> Exercise instructions
Repeat every record below, word for word.
Material supplied Block Start
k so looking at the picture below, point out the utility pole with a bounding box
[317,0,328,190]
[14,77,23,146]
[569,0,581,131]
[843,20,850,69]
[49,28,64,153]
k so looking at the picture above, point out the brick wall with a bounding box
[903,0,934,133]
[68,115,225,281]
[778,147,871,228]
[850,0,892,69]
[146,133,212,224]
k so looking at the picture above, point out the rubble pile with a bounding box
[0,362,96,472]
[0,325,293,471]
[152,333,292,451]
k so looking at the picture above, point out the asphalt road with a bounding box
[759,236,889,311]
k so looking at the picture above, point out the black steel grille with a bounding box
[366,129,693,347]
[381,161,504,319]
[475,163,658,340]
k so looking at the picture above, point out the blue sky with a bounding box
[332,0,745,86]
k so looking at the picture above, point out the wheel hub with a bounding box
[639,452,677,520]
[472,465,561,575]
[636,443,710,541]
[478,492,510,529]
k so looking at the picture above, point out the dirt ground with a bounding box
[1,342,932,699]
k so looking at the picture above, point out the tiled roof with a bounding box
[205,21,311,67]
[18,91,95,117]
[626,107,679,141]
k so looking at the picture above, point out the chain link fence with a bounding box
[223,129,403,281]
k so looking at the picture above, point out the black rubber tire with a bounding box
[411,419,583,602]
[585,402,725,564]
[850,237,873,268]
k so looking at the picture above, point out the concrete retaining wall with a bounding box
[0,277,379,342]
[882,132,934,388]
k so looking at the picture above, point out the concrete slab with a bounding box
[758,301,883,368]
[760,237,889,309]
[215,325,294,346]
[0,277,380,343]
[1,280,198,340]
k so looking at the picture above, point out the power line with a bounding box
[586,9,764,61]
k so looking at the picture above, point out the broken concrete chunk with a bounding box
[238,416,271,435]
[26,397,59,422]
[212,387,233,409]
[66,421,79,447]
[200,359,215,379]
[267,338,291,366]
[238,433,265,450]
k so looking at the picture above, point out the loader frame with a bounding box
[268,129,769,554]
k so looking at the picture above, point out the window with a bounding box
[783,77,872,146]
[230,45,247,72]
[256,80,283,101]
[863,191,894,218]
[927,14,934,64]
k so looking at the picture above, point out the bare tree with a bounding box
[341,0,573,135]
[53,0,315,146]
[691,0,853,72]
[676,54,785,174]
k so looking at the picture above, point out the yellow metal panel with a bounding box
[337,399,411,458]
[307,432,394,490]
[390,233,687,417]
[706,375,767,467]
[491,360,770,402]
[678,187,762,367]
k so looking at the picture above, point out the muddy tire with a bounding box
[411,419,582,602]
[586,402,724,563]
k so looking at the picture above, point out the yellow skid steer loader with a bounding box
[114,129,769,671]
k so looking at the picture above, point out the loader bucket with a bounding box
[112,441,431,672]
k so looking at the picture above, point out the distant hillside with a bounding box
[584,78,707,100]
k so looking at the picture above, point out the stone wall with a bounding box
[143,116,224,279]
Material supplied Block End
> Output for this task
k so looking at the picture below, point out the utility pole with a bounding box
[317,0,328,190]
[14,77,23,146]
[569,0,581,131]
[843,20,850,69]
[49,28,64,153]
k so looking at the picture above, point out the brick wall with a bounding box
[903,0,934,133]
[68,115,225,281]
[778,147,871,228]
[850,0,892,69]
[146,133,212,224]
k so looking at the picture above, point out the rubble pile with a bounding box
[0,362,96,472]
[0,325,293,471]
[152,333,292,451]
k so looking at the picture above, point out the asphalt road with a bounding box
[759,236,889,311]
k so looking at the picture above, point out the black steel grille with a bounding box
[366,129,693,347]
[381,161,504,319]
[475,163,658,340]
k so looking at the picture above, point out the blue sky with a bounding box
[332,0,745,86]
k so looking at the picture above, point out the wheel hub with a bounding box
[639,452,677,520]
[472,465,561,575]
[636,443,710,541]
[478,492,510,529]
k so looking at the picture above, point out the dirt ground with a bounding box
[1,342,932,699]
k so looking at the picture above, point out the tiled roof with a bounding box
[205,21,311,67]
[18,91,95,117]
[626,107,679,141]
k so looking at the picture above, point out the chain link fence with a bounding box
[223,129,403,281]
k so looking at the picture above, point out the black rubber tire with a bounding box
[411,419,583,602]
[585,402,725,564]
[850,237,873,268]
k so looking at the picture above, point out the concrete retaining wall with a bounding box
[0,277,379,342]
[882,132,934,388]
k so looking at the picture above, point out the concrete slab with a bounding box
[758,301,883,368]
[760,237,889,309]
[215,325,294,346]
[0,277,380,343]
[1,280,198,340]
k so looking at the picture above, point out the power line with a bounding box
[586,9,764,61]
k so looking at the picture above, point out the broken concrete chunk with a bounding box
[238,416,271,435]
[26,397,59,422]
[212,387,233,409]
[66,421,79,447]
[200,359,215,379]
[267,338,291,366]
[238,433,265,450]
k so looking at the picture above, point out the loader frame with a bounding box
[268,129,769,554]
k so looking at the picture above, point out the window with a bounding box
[783,77,872,146]
[230,45,247,72]
[256,80,283,101]
[863,191,894,218]
[927,14,934,64]
k so looking at the picture above, point out the bare tree with a bounding box
[341,0,573,135]
[53,0,315,146]
[691,0,853,72]
[676,54,785,174]
k so looking at the picture above, point out the yellow metal panel with a bounding box
[337,399,411,458]
[307,432,394,490]
[390,233,687,417]
[706,375,767,467]
[491,360,770,402]
[678,187,762,367]
k so looking at the picture above, point out the muddy tire with a bounding box
[411,419,582,602]
[586,402,724,563]
k so looking at the picture above, point out the yellow skid steer loader with a bounding box
[114,129,769,671]
k so looking at the picture above, point out the loader bucket with a bounding box
[112,441,431,672]
k so looking at the picture above, point out the distant hillside with a bounding box
[584,78,707,100]
k so looking at the picture above, point out the stone wall with a bounding box
[143,116,224,279]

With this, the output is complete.